Segment Start: DATA LISTING

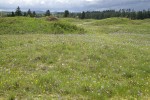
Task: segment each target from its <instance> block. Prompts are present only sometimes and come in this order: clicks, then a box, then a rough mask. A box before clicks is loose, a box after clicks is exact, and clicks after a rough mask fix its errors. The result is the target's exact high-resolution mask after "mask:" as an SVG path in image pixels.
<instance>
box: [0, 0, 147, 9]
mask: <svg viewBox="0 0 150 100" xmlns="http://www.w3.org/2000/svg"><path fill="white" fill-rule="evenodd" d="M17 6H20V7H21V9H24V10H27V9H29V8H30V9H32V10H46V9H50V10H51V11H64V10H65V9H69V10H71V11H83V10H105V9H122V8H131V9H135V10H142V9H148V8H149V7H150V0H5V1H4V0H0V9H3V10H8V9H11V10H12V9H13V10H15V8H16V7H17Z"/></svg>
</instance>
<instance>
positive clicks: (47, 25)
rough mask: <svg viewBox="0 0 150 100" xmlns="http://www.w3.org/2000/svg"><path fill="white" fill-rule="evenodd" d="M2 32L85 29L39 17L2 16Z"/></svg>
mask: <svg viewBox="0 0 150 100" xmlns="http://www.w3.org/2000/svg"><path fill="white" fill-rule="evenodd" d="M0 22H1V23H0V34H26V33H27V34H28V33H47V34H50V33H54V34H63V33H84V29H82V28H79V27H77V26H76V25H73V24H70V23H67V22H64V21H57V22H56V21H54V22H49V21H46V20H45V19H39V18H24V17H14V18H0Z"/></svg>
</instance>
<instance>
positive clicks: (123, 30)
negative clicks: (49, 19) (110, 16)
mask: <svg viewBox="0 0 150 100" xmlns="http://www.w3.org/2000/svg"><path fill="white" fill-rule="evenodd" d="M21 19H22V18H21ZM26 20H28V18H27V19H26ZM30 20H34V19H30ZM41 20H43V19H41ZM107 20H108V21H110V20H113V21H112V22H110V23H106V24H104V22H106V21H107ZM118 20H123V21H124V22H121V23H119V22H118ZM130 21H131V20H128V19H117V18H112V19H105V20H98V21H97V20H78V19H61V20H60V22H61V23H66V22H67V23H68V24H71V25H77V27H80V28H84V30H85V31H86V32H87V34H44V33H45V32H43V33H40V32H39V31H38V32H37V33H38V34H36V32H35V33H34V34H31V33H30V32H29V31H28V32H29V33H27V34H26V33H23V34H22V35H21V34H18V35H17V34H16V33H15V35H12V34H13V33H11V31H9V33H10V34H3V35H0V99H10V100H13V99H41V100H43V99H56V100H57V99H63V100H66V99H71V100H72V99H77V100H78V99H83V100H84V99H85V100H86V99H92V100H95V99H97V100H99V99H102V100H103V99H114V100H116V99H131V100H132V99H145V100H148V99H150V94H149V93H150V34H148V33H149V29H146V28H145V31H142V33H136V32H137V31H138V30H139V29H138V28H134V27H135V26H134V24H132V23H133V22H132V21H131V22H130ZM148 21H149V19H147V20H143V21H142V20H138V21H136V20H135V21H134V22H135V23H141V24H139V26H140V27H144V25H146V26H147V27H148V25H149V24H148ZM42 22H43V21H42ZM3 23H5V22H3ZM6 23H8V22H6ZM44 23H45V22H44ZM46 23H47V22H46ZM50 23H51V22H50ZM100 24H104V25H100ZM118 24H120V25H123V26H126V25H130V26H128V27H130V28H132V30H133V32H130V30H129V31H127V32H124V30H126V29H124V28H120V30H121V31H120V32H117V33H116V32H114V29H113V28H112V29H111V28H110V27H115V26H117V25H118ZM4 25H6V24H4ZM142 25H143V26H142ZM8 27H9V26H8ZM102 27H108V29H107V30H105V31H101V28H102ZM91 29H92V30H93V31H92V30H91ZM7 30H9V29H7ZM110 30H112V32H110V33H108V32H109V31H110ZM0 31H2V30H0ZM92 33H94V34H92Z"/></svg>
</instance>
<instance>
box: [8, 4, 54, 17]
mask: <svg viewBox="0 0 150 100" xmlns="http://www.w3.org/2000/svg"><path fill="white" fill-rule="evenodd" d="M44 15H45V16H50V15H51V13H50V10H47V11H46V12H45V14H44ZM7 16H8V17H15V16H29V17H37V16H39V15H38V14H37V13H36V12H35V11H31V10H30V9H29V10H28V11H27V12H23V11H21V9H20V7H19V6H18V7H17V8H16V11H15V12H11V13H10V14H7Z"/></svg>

Segment End: DATA LISTING
Segment Start: DATA LISTING

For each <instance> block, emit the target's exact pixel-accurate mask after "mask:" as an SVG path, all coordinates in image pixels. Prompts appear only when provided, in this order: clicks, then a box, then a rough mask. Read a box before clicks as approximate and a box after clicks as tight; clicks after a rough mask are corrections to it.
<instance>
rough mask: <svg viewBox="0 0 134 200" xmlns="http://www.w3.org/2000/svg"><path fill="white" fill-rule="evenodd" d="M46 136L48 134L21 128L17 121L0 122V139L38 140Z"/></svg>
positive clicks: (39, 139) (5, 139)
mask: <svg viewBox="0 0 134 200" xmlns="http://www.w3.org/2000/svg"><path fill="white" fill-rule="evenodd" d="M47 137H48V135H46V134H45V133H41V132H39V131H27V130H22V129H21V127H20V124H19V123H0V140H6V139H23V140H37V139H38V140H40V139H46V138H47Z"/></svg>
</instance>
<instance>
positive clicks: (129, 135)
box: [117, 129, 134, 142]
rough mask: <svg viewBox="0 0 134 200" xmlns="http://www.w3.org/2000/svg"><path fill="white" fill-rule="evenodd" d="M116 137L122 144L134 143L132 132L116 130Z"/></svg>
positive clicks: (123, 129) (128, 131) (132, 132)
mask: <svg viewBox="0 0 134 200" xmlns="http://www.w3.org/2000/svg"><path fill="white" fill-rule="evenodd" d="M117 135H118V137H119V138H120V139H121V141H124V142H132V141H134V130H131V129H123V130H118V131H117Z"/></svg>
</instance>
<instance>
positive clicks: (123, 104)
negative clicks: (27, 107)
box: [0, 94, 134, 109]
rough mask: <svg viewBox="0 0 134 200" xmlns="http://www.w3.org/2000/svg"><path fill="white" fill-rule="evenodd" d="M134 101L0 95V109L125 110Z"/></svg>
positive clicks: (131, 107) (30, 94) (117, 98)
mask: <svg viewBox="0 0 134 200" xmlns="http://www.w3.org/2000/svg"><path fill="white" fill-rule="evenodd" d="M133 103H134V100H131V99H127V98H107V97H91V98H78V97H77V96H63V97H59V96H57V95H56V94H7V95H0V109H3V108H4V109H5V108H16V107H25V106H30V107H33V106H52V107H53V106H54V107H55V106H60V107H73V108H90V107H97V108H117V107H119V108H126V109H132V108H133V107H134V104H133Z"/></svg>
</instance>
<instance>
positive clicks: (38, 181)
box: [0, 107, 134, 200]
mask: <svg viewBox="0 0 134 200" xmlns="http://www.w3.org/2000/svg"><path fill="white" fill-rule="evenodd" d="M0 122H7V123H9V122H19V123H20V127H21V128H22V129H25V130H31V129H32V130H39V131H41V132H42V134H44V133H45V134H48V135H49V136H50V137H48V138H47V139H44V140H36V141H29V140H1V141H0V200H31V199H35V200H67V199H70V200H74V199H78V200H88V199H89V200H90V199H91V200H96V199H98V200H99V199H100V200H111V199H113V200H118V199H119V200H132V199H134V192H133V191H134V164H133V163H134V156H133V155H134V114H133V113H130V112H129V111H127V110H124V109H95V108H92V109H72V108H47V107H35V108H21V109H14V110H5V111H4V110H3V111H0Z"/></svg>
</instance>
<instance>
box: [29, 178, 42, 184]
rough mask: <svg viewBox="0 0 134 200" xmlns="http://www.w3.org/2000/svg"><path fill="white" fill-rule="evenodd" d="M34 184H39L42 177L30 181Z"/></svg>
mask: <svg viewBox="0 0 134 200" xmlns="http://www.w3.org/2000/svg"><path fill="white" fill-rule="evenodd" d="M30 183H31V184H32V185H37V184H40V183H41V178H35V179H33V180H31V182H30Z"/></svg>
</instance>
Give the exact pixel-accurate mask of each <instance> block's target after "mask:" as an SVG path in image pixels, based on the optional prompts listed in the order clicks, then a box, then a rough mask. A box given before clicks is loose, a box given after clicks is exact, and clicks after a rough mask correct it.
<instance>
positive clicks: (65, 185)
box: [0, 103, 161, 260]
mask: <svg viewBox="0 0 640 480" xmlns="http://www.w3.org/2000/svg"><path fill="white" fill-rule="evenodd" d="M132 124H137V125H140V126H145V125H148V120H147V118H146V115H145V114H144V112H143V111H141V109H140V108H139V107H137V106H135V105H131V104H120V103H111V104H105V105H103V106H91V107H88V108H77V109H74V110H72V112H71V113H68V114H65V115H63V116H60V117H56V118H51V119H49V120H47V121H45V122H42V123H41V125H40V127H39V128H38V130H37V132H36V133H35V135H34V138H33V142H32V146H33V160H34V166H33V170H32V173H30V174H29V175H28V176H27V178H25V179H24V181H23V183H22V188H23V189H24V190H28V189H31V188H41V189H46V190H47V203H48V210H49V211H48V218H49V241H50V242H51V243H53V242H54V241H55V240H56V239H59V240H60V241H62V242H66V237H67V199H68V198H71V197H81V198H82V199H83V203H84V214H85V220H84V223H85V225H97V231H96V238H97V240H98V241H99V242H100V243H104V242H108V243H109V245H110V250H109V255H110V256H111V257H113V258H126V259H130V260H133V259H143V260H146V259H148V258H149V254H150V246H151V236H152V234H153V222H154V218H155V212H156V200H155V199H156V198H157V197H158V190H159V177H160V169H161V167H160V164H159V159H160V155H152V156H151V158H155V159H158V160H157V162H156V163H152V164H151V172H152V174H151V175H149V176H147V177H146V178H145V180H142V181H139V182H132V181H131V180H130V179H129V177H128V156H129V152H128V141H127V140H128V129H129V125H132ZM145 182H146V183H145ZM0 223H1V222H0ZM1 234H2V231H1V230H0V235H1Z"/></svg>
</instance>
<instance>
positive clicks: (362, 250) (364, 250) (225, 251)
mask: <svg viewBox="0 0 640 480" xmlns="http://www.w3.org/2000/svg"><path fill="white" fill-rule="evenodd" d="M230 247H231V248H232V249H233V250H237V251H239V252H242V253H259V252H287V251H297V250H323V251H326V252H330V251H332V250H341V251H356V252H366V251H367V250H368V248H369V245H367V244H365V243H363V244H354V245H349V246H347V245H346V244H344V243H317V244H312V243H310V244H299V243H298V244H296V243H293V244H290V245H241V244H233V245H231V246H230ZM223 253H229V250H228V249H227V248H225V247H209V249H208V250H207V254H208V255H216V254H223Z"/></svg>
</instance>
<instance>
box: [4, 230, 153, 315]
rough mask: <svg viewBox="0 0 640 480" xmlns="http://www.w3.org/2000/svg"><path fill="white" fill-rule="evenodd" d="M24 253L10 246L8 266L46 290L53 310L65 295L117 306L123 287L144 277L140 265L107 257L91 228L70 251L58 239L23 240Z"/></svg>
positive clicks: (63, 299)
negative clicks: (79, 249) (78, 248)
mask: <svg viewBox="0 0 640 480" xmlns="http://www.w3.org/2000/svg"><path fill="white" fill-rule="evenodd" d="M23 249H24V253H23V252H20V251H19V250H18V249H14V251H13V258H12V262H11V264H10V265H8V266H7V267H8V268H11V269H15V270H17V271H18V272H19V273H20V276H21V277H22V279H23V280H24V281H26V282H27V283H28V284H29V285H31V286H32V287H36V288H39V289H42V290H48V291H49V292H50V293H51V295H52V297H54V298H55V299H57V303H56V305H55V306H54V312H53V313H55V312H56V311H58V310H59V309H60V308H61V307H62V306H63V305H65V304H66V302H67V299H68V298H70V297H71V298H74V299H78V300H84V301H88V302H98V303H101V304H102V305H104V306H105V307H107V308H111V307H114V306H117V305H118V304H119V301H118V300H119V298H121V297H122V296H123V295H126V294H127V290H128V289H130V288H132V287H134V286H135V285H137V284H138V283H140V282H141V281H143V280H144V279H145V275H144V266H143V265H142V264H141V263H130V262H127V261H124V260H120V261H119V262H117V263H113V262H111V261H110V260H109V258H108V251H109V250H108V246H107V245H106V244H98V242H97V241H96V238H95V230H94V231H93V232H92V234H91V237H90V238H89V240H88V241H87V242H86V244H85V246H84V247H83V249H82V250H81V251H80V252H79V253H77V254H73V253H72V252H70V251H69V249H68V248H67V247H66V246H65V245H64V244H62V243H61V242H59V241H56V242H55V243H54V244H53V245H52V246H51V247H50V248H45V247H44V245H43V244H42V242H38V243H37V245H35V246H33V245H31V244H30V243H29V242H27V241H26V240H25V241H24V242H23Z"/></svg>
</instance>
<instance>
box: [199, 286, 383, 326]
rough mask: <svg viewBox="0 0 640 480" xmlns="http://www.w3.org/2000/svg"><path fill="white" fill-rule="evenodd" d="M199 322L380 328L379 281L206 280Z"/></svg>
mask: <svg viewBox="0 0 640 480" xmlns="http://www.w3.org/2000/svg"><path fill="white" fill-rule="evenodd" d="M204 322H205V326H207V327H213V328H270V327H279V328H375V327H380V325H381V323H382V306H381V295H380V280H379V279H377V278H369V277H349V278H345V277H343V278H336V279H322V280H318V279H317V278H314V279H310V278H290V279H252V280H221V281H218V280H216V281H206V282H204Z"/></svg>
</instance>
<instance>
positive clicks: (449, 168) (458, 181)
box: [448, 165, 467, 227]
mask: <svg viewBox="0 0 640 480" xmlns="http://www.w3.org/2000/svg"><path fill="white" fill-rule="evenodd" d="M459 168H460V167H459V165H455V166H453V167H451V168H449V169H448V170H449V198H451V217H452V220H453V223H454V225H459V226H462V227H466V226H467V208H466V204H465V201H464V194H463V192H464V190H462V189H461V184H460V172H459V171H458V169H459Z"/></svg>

Segment End: DATA LISTING

Turn everything from the line containing "Task: segment each" down to the line containing "box: [0, 0, 147, 9]" in the records above into a Markdown table with the columns Entry and Content, numbering each line under Entry and skipping blank lines.

| Entry | Content |
|---|---|
| 1 | Task: segment each target from its <instance> block. Prompts are present only sometimes and come in this order: clicks, then a box, then a rough mask. A box before clicks is loose, a box after clicks is exact, and clicks after a rough mask fix its errors. The result is the target's exact high-resolution mask after "mask:" as an SVG path in image pixels. |
| 2 | <instance> |
| 3 | box: [0, 0, 147, 9] |